§ **What to produce**
From the items below, pick out every line that contains the word "horizon" and copy each of those lines unchanged.

§ **Data for this exercise**

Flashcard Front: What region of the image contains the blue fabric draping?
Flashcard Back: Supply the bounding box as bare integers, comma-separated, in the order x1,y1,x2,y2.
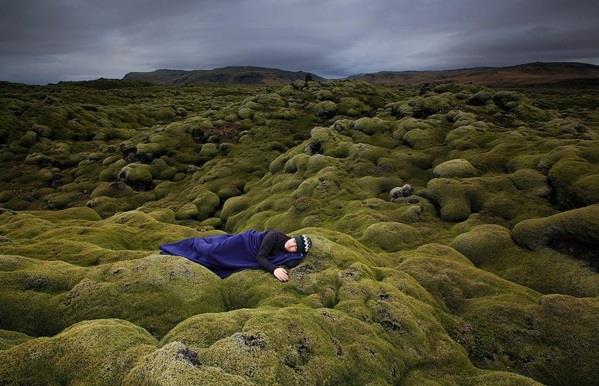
160,229,303,278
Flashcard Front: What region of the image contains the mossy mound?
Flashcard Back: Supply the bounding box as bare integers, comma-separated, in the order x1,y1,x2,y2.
513,205,599,255
0,80,599,385
433,159,478,178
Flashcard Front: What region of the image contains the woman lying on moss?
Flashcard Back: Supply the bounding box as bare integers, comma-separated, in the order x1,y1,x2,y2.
160,229,312,282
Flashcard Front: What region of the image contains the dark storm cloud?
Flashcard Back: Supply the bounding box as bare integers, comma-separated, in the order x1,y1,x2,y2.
0,0,599,83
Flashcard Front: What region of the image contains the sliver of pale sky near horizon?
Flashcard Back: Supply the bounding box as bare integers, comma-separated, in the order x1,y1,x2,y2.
0,0,599,84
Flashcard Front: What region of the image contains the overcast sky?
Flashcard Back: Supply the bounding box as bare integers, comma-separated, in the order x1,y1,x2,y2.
0,0,599,83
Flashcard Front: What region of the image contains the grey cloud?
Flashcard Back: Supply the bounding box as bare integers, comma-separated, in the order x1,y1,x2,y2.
0,0,599,83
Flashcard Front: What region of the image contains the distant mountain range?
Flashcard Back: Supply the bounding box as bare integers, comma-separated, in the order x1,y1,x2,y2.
349,62,599,87
123,66,324,85
123,62,599,87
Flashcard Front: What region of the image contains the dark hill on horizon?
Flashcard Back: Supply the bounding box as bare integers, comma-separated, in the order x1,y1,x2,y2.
348,62,599,87
123,66,324,85
122,62,599,87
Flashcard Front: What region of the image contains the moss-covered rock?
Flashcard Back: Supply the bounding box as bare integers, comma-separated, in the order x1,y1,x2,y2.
433,159,478,178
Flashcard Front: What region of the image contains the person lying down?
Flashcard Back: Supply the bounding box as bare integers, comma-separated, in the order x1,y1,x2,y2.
160,229,312,282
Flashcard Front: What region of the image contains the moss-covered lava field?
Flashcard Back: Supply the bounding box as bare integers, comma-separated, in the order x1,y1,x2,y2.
0,80,599,385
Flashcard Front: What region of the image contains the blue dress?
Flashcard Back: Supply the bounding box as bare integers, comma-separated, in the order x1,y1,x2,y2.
160,229,303,278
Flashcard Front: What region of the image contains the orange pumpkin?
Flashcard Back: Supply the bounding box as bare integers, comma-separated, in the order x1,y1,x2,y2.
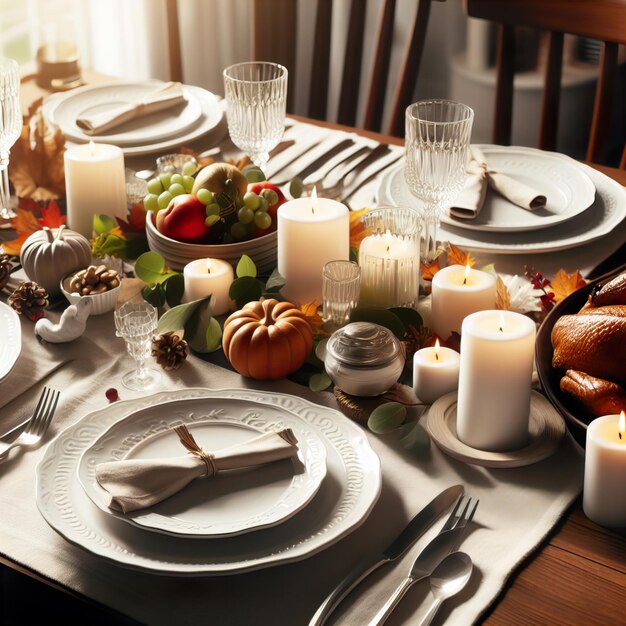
222,299,313,380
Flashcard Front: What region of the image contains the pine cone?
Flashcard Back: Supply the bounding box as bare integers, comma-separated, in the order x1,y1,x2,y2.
9,282,48,322
152,332,189,370
0,254,11,289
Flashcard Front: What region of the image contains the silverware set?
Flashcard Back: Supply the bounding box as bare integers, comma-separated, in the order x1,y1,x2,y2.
309,485,479,626
0,387,60,461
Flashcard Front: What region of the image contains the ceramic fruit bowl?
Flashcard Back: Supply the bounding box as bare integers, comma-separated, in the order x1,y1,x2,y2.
146,211,278,274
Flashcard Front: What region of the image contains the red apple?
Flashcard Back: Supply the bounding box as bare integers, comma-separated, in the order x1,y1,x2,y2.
156,193,210,243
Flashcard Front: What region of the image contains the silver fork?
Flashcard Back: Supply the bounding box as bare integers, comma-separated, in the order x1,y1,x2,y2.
0,387,60,460
368,496,479,626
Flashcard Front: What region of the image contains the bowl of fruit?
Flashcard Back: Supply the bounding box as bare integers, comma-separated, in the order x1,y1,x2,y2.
144,163,286,273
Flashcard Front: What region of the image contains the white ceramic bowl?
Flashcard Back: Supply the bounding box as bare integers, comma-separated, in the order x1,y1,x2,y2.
61,270,122,315
146,211,278,274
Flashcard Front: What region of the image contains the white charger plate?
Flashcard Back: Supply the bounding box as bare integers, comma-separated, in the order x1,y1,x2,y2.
42,85,226,157
378,145,596,233
380,156,626,255
54,81,202,146
36,389,381,576
0,302,22,380
78,398,326,537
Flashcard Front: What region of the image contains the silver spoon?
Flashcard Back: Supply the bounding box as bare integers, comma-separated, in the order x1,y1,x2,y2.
419,552,473,626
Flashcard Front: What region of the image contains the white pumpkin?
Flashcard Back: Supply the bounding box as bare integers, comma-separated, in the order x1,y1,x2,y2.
20,226,91,296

§ **Result for this task**
Flashcard Front: What region of the image contains the sliver of pale sky near horizon?
Flashcard Front: What region of the image contains the dark hill on horizon?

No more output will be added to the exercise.